= DOCUMENT SEGMENT =
-- Opening Marker --

When death is imminent or when it occurs, family members gather to connect and console one another in ceremonies and home visitations. In the Irish culture of my mother’s ancestors, this time is described as the “thin time,” the time when the veil between the worlds is lifted, and important truths and long kept secrets are often revealed. 


As my son Kenneth lay in a hospital bed in our living room, now transformed into the dying room, relatives gather on the sun porch. I overhear their discussion of my younger brother, Kenneth who I named my son after. They spoke of his disappearance, and the recovery of his body by hunters nearly two years after he had disappeared. Eavesdropping from the other room I learned details and facts I’d never heard anyone speak of.

-- Closing Marker --

= Referring expression listing =
-- Opening Marker --

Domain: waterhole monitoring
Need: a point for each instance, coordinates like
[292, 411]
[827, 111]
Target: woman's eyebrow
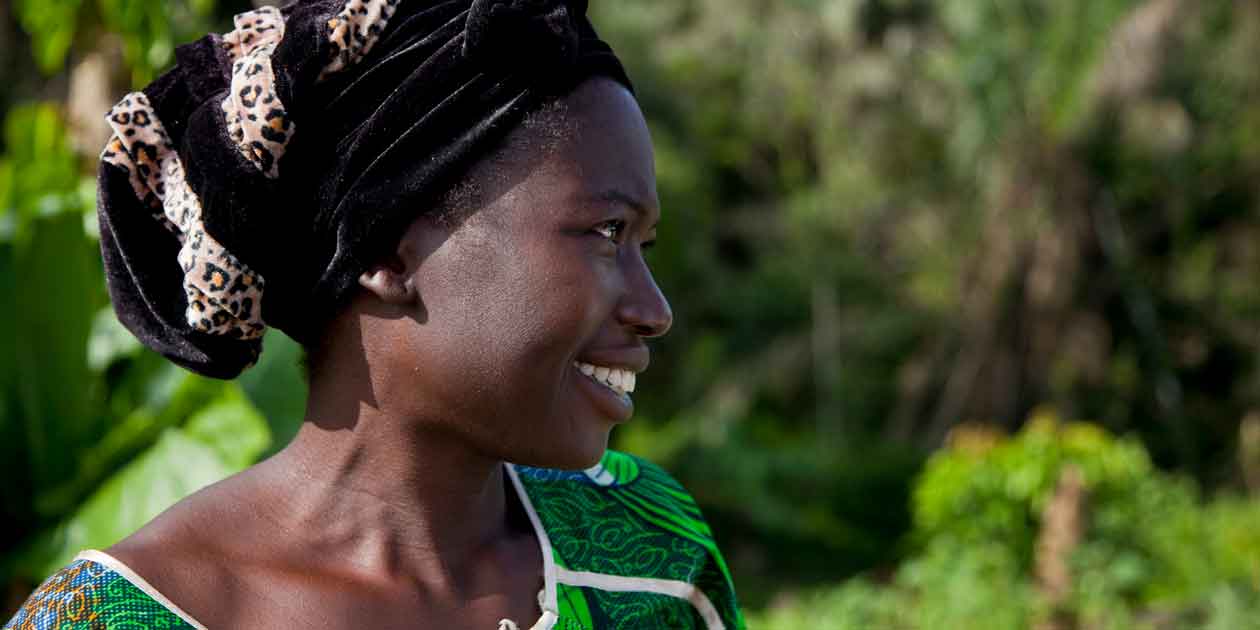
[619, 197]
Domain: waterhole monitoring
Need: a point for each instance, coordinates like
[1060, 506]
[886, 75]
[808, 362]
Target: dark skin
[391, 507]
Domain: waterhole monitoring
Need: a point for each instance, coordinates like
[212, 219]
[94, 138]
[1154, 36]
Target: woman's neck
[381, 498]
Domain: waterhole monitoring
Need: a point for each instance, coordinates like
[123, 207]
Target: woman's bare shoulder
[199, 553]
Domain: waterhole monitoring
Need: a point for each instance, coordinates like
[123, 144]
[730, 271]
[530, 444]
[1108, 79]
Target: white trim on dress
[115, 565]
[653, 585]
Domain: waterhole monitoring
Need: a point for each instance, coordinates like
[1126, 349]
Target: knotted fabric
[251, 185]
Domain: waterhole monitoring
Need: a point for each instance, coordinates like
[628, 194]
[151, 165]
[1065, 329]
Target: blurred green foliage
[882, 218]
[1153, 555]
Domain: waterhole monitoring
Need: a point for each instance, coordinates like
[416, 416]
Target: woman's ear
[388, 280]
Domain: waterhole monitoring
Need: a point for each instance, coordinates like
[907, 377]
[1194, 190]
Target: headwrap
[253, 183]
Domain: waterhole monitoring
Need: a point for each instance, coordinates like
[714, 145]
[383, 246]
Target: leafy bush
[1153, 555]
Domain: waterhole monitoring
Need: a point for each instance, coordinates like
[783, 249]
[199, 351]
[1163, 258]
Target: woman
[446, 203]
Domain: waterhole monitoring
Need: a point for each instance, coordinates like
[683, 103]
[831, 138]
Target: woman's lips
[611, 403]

-- Closing Marker --
-- Opening Marker --

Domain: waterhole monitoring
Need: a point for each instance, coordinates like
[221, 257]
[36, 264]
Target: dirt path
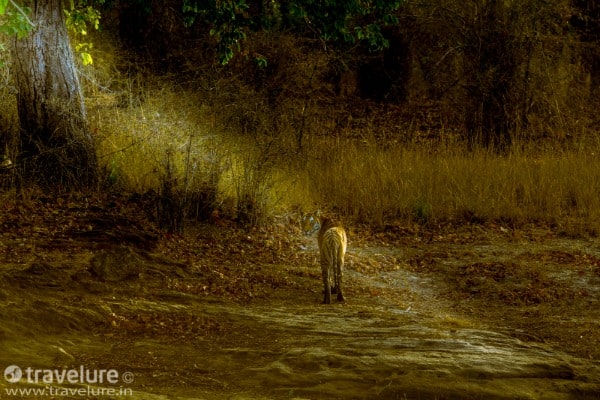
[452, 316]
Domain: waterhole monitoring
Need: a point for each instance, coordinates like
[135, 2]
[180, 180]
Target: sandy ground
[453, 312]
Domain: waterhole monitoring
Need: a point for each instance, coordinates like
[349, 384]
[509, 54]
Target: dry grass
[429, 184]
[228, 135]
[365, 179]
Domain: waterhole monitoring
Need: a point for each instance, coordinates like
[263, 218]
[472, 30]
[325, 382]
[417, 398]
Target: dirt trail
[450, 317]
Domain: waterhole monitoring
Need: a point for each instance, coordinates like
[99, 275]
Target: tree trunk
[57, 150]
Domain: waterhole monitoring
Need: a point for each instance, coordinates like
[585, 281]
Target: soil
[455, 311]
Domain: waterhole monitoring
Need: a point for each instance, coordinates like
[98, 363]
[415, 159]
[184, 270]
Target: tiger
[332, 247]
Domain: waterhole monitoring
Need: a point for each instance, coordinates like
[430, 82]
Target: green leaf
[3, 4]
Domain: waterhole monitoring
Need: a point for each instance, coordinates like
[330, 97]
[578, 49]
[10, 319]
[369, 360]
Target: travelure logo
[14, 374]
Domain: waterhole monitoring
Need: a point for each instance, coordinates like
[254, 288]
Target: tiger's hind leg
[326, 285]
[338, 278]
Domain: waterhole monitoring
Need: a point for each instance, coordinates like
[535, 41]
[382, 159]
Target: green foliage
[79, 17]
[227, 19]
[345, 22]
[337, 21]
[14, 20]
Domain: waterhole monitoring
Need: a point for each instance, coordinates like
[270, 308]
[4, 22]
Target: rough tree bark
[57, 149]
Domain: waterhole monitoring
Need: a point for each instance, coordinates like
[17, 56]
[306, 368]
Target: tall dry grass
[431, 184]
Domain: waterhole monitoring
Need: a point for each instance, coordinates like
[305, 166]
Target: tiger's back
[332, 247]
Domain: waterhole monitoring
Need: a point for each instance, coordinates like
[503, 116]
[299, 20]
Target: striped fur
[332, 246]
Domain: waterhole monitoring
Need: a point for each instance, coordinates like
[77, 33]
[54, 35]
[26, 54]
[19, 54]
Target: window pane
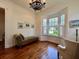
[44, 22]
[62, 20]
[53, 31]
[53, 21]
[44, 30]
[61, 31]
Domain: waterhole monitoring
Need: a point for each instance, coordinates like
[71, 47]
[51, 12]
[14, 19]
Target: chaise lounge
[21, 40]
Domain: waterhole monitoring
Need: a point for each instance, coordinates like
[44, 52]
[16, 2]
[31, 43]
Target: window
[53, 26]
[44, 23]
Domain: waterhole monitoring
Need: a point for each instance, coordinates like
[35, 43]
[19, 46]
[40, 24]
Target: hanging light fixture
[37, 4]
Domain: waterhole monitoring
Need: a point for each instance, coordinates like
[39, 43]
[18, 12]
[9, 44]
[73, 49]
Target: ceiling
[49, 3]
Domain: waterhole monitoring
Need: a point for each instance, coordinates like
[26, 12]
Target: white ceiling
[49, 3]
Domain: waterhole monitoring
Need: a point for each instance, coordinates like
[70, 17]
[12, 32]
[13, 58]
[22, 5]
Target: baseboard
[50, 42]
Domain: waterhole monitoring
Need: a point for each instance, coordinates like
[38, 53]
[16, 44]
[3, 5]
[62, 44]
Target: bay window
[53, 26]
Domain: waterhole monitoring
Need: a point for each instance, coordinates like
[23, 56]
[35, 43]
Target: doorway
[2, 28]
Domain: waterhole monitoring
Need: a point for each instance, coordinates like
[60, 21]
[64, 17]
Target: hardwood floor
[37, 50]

-- Closing Marker --

= EXERCISE DESCRIPTION =
In the passage about family gathering when death is near, what name does the Irish culture of the narrator's mother's ancestors give to this time?

= SOLUTION BELOW =
The "thin time."